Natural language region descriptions

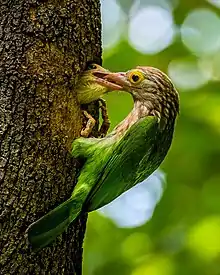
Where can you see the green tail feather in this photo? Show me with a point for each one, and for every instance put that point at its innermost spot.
(47, 228)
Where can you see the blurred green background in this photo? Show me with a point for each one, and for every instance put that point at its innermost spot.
(170, 224)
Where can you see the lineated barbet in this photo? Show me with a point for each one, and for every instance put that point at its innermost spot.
(89, 90)
(125, 157)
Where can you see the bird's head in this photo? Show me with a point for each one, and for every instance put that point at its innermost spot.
(92, 84)
(149, 86)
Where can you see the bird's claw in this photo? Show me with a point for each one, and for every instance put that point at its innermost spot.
(89, 124)
(106, 122)
(91, 121)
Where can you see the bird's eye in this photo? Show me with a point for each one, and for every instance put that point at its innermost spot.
(135, 76)
(92, 67)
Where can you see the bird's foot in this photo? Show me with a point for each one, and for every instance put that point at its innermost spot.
(91, 121)
(106, 122)
(89, 124)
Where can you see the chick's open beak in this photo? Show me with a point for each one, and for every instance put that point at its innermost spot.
(113, 81)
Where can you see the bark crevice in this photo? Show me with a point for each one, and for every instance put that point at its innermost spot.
(44, 45)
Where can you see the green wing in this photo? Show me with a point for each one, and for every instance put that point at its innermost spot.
(119, 173)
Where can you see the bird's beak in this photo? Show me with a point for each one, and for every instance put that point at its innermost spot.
(118, 79)
(108, 79)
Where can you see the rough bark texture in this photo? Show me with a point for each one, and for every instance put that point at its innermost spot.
(44, 45)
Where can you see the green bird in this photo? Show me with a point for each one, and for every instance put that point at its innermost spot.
(122, 159)
(90, 88)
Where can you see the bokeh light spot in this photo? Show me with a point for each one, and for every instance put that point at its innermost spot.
(151, 30)
(111, 23)
(136, 206)
(200, 32)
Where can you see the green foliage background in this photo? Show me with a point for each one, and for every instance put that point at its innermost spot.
(183, 235)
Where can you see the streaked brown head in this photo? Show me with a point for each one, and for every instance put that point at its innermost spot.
(151, 87)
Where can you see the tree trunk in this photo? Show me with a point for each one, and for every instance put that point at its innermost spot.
(44, 45)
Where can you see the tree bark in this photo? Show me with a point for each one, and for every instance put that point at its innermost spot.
(44, 45)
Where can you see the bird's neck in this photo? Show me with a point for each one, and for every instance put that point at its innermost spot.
(139, 111)
(143, 108)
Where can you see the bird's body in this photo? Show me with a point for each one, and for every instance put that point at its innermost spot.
(125, 157)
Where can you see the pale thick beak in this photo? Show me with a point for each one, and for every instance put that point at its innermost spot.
(118, 79)
(109, 80)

Work required:
Output the data exactly as it is, with the pictures dropped.

Response:
Where can you see the green tail feather in this photo? Show me with a point for each one, and for every instance put that point at its innermost spot.
(47, 228)
Where can you see the blurred green background in this photo? Show me with a point for each one, and for every instance put that point at its innermost spot.
(170, 224)
Where can you see the lineated barbet in this photo? Show me with a point for each one, and for every instance put that point at its innermost spot.
(89, 90)
(125, 157)
Where can you see the bird's head in this photo? Show me with a point for each one, and for every instance put that point at its innermost spot.
(92, 84)
(149, 86)
Where can you see the bird's claw in this photo? Show me with a point for each one, and for every instance put that point at its innermost spot.
(89, 124)
(106, 122)
(91, 121)
Where can you see the bird's eye in this photo? Show me with a point for each one, and for every instance put that point at its innermost spot.
(135, 76)
(92, 67)
Where can you see the bird's foot in this photo? Show me with a point for each one, and for every instance put that point at its innermost spot.
(91, 121)
(106, 122)
(89, 124)
Where can you see the chick's open beak in this photo? Show me with a point for each one, and for every instance put that point at its innermost spot.
(113, 81)
Where can you see the bark crevice in this photo? Show me with a point for each one, and for every instance put that point at its innermost spot.
(44, 45)
Where can you see the green wing in this photo? Show me with a point for each one, and for every instance put that point at its innermost spot.
(119, 173)
Where can you see the bird's beak in this photo? Show me with a point for each one, and for every instance put that point at its innermost spot.
(118, 79)
(108, 79)
Where can you see the rough bark texture in this photo? Show me with a point for each one, and for every instance put that point at its innermost spot.
(44, 45)
Where can you see the green bird in this photo? Show me with a point for each one, and for every instance put that point at its innermost spot.
(122, 159)
(90, 88)
Where can you see the bokeh light spot in this photo? Show me with a point for each one, and for every instance put that point at its innermost spot.
(151, 30)
(111, 23)
(136, 206)
(200, 32)
Where can you see the green foliage background in this photo? Show me with a point for each one, and for every instance put that point at its innermost spot.
(183, 235)
Where can you see the streaked brown head in this photo? Show me with a point for each one, and for every instance put that point at its innermost spot.
(151, 87)
Where can you see the tree trunk in this photo? Show me with a point for each one, and for every instance put that point at its innermost spot.
(44, 45)
Where can you see the tree bark in this photo? Show me with a point for each one, and for every instance put that point at its innermost spot.
(44, 45)
Where can you see the bird's neck in this photo? Show me with a point for each one, and for every instance put that point at its innermost spot.
(139, 111)
(143, 108)
Where can you see the bird's body in this photo? Show me with a point for each one, and for every instance put that point at its innermost spot.
(125, 157)
Where can you see the pale thick beak in this photo? Show me with a point for each one, and for every instance put that point at its innermost spot.
(118, 79)
(109, 80)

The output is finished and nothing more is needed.